Collected data rows
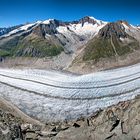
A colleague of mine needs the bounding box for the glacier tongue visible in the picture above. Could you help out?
[0,64,140,121]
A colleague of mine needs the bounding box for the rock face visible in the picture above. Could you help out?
[0,97,140,140]
[99,21,128,39]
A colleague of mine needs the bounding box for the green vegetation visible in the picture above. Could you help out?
[83,37,139,62]
[0,36,63,57]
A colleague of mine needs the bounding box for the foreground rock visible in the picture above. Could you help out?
[0,97,140,140]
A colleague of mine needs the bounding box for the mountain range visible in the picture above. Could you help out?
[0,16,140,71]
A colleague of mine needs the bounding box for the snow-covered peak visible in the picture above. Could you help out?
[42,19,54,24]
[89,16,107,25]
[3,23,36,37]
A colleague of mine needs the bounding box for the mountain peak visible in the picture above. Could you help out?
[42,19,54,24]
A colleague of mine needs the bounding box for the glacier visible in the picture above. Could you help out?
[0,64,140,122]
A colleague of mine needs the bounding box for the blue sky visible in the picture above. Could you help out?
[0,0,140,27]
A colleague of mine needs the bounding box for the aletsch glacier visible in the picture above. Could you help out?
[0,64,140,122]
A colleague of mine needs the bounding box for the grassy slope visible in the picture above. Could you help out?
[0,36,63,57]
[82,37,139,62]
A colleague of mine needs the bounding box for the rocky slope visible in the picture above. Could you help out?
[0,16,140,73]
[0,94,140,140]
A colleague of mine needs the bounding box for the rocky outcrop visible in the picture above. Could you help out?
[99,21,128,39]
[0,94,140,140]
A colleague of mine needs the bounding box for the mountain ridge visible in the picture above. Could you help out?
[0,16,140,73]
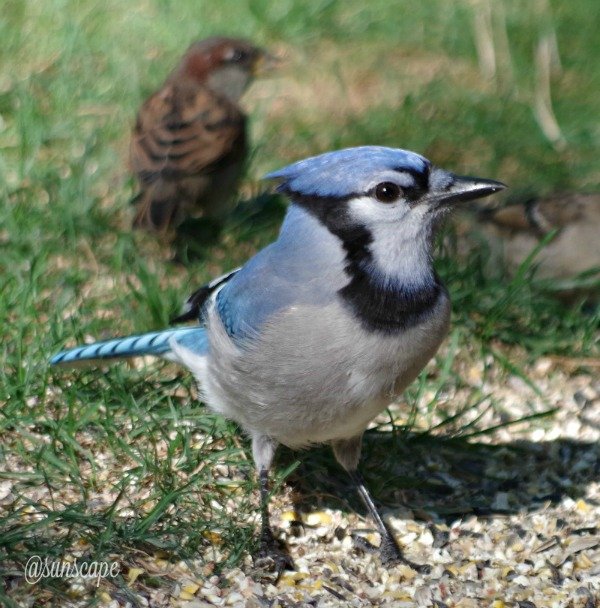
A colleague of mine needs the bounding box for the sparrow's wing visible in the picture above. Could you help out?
[130,81,246,229]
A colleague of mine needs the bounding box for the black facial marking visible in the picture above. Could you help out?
[286,189,445,334]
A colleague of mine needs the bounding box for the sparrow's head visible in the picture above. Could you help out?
[175,37,270,102]
[267,146,506,280]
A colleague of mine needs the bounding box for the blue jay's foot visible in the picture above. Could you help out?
[253,529,296,580]
[349,471,431,574]
[352,533,431,574]
[379,535,431,574]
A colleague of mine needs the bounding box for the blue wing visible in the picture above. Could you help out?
[215,206,347,340]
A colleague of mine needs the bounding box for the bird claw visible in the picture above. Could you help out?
[379,536,431,574]
[352,534,431,574]
[253,532,296,580]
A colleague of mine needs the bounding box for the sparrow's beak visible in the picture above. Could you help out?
[429,172,507,207]
[252,50,282,77]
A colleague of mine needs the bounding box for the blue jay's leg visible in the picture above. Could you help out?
[332,434,430,573]
[252,435,295,577]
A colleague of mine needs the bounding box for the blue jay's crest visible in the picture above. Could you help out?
[265,146,430,199]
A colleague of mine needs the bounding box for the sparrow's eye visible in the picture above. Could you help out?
[225,49,249,63]
[375,182,402,203]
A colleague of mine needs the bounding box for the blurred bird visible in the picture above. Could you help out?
[51,146,505,567]
[466,193,600,299]
[130,37,273,233]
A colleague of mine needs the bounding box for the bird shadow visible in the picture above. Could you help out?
[279,431,600,523]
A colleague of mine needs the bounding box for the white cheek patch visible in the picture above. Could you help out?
[348,197,431,285]
[348,196,410,227]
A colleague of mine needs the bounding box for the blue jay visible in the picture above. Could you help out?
[51,146,505,566]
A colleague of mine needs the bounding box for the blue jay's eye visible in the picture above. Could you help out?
[375,182,402,203]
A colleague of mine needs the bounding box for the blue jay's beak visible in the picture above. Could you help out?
[430,175,506,206]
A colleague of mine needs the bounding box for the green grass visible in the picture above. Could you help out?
[0,0,600,601]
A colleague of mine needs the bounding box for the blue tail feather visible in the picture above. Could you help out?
[50,327,206,365]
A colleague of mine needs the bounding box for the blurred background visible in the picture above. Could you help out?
[0,0,600,604]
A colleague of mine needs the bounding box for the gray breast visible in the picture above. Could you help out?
[199,294,450,447]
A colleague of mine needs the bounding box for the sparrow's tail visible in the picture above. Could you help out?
[50,327,208,366]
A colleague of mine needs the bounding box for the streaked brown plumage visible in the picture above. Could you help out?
[130,37,266,233]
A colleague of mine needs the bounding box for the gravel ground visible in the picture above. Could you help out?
[119,359,600,608]
[2,358,600,608]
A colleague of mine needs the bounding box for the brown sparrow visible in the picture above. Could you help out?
[130,37,270,233]
[463,192,600,299]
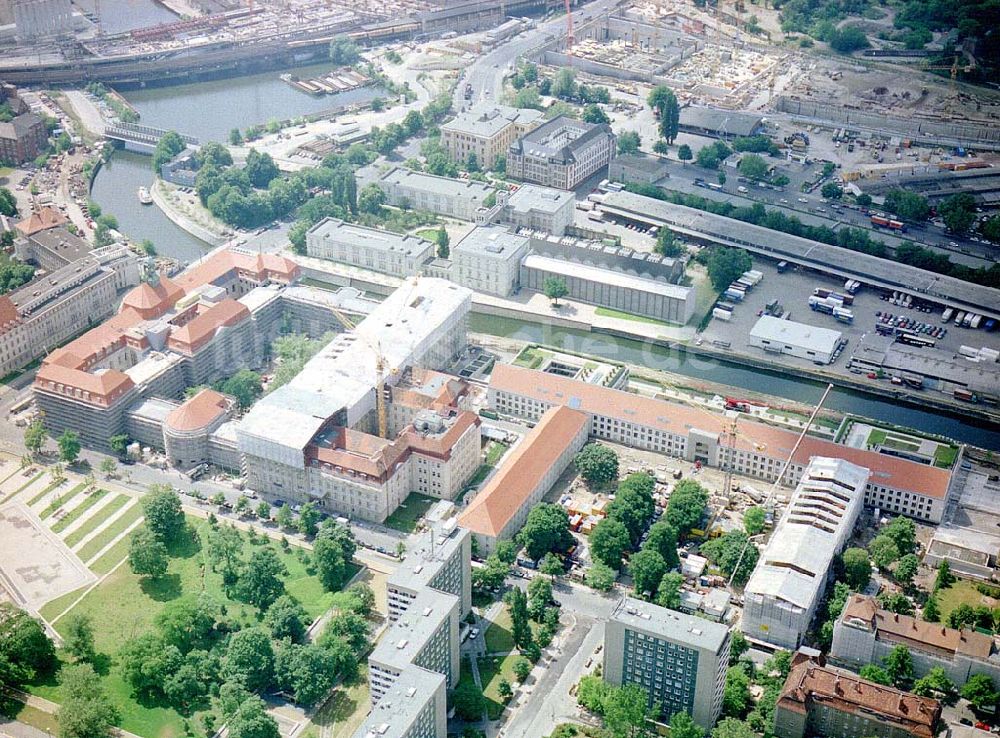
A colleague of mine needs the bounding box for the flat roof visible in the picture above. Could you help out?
[441,103,544,138]
[377,167,494,203]
[522,254,691,300]
[600,190,1000,319]
[750,315,844,354]
[452,225,530,261]
[611,597,729,653]
[507,184,576,214]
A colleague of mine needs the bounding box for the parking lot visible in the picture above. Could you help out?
[703,259,1000,373]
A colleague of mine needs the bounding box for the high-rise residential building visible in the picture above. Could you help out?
[741,457,870,649]
[603,597,729,729]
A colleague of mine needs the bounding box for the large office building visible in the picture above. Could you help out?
[774,654,941,738]
[441,104,543,169]
[306,218,434,277]
[488,364,951,523]
[459,407,590,553]
[375,167,495,221]
[830,594,1000,686]
[740,457,869,649]
[507,116,617,190]
[0,244,140,376]
[604,597,729,730]
[236,278,480,522]
[451,226,530,297]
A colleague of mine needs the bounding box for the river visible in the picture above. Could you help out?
[92,65,1000,450]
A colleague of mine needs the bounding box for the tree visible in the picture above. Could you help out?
[664,480,708,535]
[580,104,611,123]
[586,561,615,592]
[227,697,281,738]
[670,712,704,738]
[236,546,288,610]
[542,277,569,307]
[57,664,120,738]
[743,505,765,536]
[618,131,642,154]
[512,656,531,684]
[299,502,320,537]
[938,192,976,233]
[504,580,534,648]
[961,674,1000,710]
[573,442,618,487]
[868,534,899,570]
[708,246,753,292]
[590,517,632,569]
[604,684,650,738]
[56,430,80,464]
[153,131,187,176]
[63,613,94,661]
[142,484,185,543]
[740,154,769,181]
[24,420,49,456]
[884,645,913,689]
[840,548,872,591]
[858,664,892,687]
[451,679,486,722]
[222,628,274,692]
[358,182,387,215]
[893,554,920,587]
[656,571,684,610]
[128,523,168,579]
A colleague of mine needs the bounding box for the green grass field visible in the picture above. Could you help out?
[65,495,132,548]
[76,505,142,562]
[385,492,437,533]
[30,506,356,738]
[52,489,108,533]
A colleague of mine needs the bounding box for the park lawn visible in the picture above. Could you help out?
[76,505,142,562]
[30,517,356,738]
[479,653,518,720]
[483,605,514,653]
[594,307,676,325]
[38,484,87,520]
[52,489,108,533]
[937,579,985,623]
[385,492,437,533]
[64,495,132,548]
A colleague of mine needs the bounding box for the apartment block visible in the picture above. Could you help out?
[774,654,941,738]
[507,116,617,190]
[830,594,1000,686]
[603,597,729,730]
[740,456,869,650]
[441,104,543,169]
[488,364,951,523]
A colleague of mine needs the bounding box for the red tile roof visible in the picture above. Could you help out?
[458,407,590,537]
[490,364,951,499]
[163,389,232,432]
[775,656,941,738]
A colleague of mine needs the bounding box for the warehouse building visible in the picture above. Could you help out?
[740,457,870,650]
[774,654,941,738]
[507,116,617,190]
[830,594,1000,685]
[749,315,844,364]
[488,364,951,523]
[441,103,544,169]
[306,218,434,277]
[521,254,695,325]
[604,597,729,730]
[451,225,530,297]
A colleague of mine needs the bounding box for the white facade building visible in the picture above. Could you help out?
[741,457,870,650]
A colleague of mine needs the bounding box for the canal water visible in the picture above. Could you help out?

● **Aim of the exercise**:
Reproduce every row above word for word, leaving out the pictures.

● **Result for this exercise**:
A colleague of mine needs the bounding box for the glacier tongue visible in the picture above. Could you help out?
[0,64,140,121]
A colleague of mine needs the bounding box for the rock face visible in the picture above. Could you help out?
[0,97,140,140]
[99,21,128,39]
A colleague of mine needs the bounding box for the green vegetation visible in the picture above. Could you help out?
[83,37,139,62]
[0,36,63,57]
A colleague of mine needs the bounding box for the foreground rock visible in the picture above. Could you help out?
[0,97,140,140]
A colleague of mine needs the bounding box for the mountain range visible in the picture above. Could you help out?
[0,16,140,71]
A colleague of mine needs the bounding box for the snow-covered peak visible in the picture above. Could you help out?
[42,19,54,24]
[89,16,107,25]
[3,23,36,37]
A colleague of mine needs the bounding box for the mountain peak visible in the picture above. Could you help out?
[42,19,54,24]
A colleague of mine needs the bounding box for the glacier visible in the picture above. Could you help out?
[0,64,140,122]
A colleague of mine needs the bounding box for the blue sky visible in the picture above. Could you help out?
[0,0,140,27]
A colleague of mine needs the bounding box for the aletsch glacier visible in the picture above. Could you help out?
[0,64,140,122]
A colleague of mine needs the bounding box for the grassy slope visible in the picture above. Could you help out?
[0,36,63,57]
[82,37,139,62]
A colleague of mine needs the bounding box for the rocky slope visible in the picture above. Could you help out?
[0,16,140,73]
[0,94,140,140]
A colleague of mine needs the bounding box for the rocky outcrop visible in the picture above. Could you help out?
[99,21,128,39]
[0,94,140,140]
A colleague of mine needs the bounding box for the mountain ridge visible in the picture above. Could you help out?
[0,16,140,73]
A colleague of mine needs the bounding box for the sparrow's wing visible in the picture above. Could you help out?
[130,81,246,229]
A colleague of mine needs the bounding box for the black facial marking visible in the picture above. Could you help out?
[286,189,445,334]
A colleague of mine needs the bounding box for the sparrow's head visible in the picture above. Could you help out?
[175,37,270,102]
[267,146,506,280]
A colleague of mine needs the bounding box for the blue jay's foot visible in the picture above. Could you help out?
[253,529,296,580]
[349,471,431,574]
[352,533,431,574]
[379,535,431,574]
A colleague of mine needs the bounding box for the blue wing visible in the picture above. Could you help out?
[215,206,347,340]
A colleague of mine needs the bounding box for the bird claw visible in the picture above. Could you help out?
[379,536,431,574]
[352,534,431,574]
[253,532,296,580]
A colleague of mine needs the bounding box for the sparrow's beak visible in the picture above. Could you help out?
[429,172,507,207]
[252,50,282,77]
A colleague of mine needs the bounding box for the blue jay's leg visible in the picture above. Could you help out?
[332,434,430,573]
[252,435,295,577]
A colleague of mine needs the bounding box for the blue jay's crest visible in the picture above. Could you help out?
[265,146,430,199]
A colleague of mine needs the bounding box for the sparrow's eye visible in the picture above. Could you help out?
[225,49,249,63]
[375,182,402,203]
A colleague of mine needs the bounding box for the blurred bird visible in the picture above. Could you help out?
[51,146,505,567]
[466,193,600,299]
[130,37,273,233]
A colleague of mine needs the bounding box for the bird shadow visible in the picture above. Could you help out?
[279,431,600,523]
A colleague of mine needs the bounding box for the white cheek patch visible in the picture above. Could you help out?
[348,197,431,285]
[348,196,410,227]
A colleague of mine needs the bounding box for the blue jay visible in the picture above. Could you help out?
[51,146,505,566]
A colleague of mine needs the bounding box for the blue jay's eye visible in the picture above. Could you help out?
[375,182,402,203]
A colleague of mine needs the bounding box for the blue jay's beak visible in the picture above. Could you help out?
[430,175,506,206]
A colleague of mine needs the bounding box for the green grass visible in the picture above. Could you help out?
[0,0,600,601]
A colleague of mine needs the bounding box for the blue tail feather visible in the picture above. Could you help out?
[50,327,206,365]
A colleague of mine needs the bounding box for the blurred background visible in the picture above. Could you help out?
[0,0,600,604]
A colleague of mine needs the bounding box for the gray breast visible in the picture above. Could you help out?
[199,294,450,447]
A colleague of mine needs the bounding box for the sparrow's tail visible in the picture above. Could you help out?
[50,327,208,366]
A colleague of mine needs the bounding box for the streaked brown plumage visible in the picture above. Could you help out?
[130,37,266,233]
A colleague of mine needs the bounding box for the gravel ground visible in the picture above. Could you help out?
[119,359,600,608]
[2,358,600,608]
A colleague of mine needs the bounding box for the brown sparrow visible in the picture above. Could you help out?
[130,37,270,233]
[463,192,600,299]
A colleague of mine needs the bounding box for the flat roof visible in the picture above. Could you help out?
[441,103,544,138]
[377,167,494,203]
[522,254,691,300]
[600,190,1000,319]
[750,315,844,354]
[452,225,530,261]
[611,597,729,653]
[507,184,576,214]
A colleague of mine needs the bounding box for the parking lot visible in the picture above. Could you help out?
[703,259,1000,373]
A colleague of mine needs the bounding box for the high-rise residential building visible in the picture above. Could you help out?
[741,457,870,649]
[603,597,729,729]
A colleague of mine needs the bounding box for the large office building visible in the picture above. Could you help out?
[774,654,941,738]
[441,104,543,169]
[306,218,434,277]
[488,364,951,523]
[459,407,590,553]
[375,167,495,221]
[830,594,1000,686]
[740,457,869,649]
[507,116,617,190]
[0,244,140,376]
[604,597,729,730]
[236,278,480,522]
[451,226,530,297]
A colleague of mine needs the bounding box for the river visible in the picture above. Could you help out?
[92,65,1000,450]
A colleague of mine needs the bounding box for the tree visible in the picture above. Could you help out?
[664,480,708,535]
[580,104,611,123]
[586,561,615,592]
[227,697,281,738]
[670,712,704,738]
[236,546,288,610]
[542,277,569,307]
[57,664,120,738]
[743,505,765,536]
[618,131,642,154]
[512,656,531,684]
[299,502,320,537]
[938,192,976,233]
[504,580,534,648]
[961,674,1000,710]
[573,442,618,487]
[868,534,899,570]
[708,246,753,292]
[590,517,632,569]
[604,684,650,738]
[56,430,80,464]
[153,131,187,176]
[63,613,94,661]
[142,484,185,543]
[740,154,769,181]
[24,420,49,456]
[884,645,913,689]
[840,548,872,591]
[858,664,892,687]
[451,679,486,722]
[222,628,274,692]
[358,182,387,215]
[893,554,920,587]
[656,571,684,610]
[128,523,168,579]
A colleague of mine needs the bounding box for the green grass field visible in the picture above. Could you help out?
[65,495,132,548]
[76,505,142,562]
[385,492,437,533]
[30,506,356,738]
[52,489,108,533]
A colleague of mine needs the bounding box for the park lawn visible in the picture above. Could you help out?
[76,505,142,562]
[30,517,356,738]
[479,653,518,720]
[483,605,514,653]
[594,307,676,325]
[38,484,87,520]
[52,489,108,533]
[937,579,985,623]
[385,492,437,533]
[64,495,132,548]
A colleague of mine needs the bounding box for the apartment block visible in the picture above. Could you help out?
[774,654,941,738]
[507,116,617,190]
[830,594,1000,686]
[603,597,729,730]
[740,456,869,650]
[441,104,543,169]
[488,364,951,523]
A colleague of mine needs the bounding box for the red tile roof visible in the picture above. Could you help out?
[458,407,590,537]
[490,364,951,499]
[163,389,232,432]
[775,656,941,738]
A colleague of mine needs the bounding box for the warehouse building visible in the picture above. Could you help out?
[740,457,870,650]
[774,654,941,738]
[507,116,617,190]
[830,594,1000,685]
[749,315,844,364]
[488,364,951,523]
[441,103,544,169]
[306,218,434,277]
[521,254,695,325]
[604,597,729,730]
[451,225,530,297]
A colleague of mine needs the bounding box for the white facade building visible in the picture above. Could you help out?
[741,457,870,650]
A colleague of mine needs the bounding box for the canal water visible in the picture above. Could you help out?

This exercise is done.